> [Activity] Return each line below holding the string "positive".

> [Supplied records]
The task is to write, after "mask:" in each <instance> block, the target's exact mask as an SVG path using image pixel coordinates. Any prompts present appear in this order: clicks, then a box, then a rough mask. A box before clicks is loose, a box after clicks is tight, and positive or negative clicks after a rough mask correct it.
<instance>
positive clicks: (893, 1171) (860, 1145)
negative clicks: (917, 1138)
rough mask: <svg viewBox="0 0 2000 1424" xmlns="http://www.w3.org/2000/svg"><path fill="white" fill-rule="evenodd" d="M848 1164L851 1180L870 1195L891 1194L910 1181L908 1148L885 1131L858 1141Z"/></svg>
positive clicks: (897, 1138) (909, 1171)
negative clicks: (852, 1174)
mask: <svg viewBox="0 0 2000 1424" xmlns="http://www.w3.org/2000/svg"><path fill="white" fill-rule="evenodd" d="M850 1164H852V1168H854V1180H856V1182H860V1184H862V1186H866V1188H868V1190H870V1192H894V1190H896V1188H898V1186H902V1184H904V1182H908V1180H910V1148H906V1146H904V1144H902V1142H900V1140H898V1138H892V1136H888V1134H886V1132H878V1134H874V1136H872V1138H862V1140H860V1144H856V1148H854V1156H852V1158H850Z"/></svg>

> [Task output]
The task is to write, after "mask:" in each <instance> block, the target's exact mask as an SVG path using image pixel coordinates. Any prompts present appear in this order: clicks, then a box, then a rough mask. A box before clicks is loose, a box after clicks is tight, and positive or negative clicks after a rough mask correct it.
positive clicks: (893, 1171) (860, 1145)
positive clicks: (897, 1138) (909, 1171)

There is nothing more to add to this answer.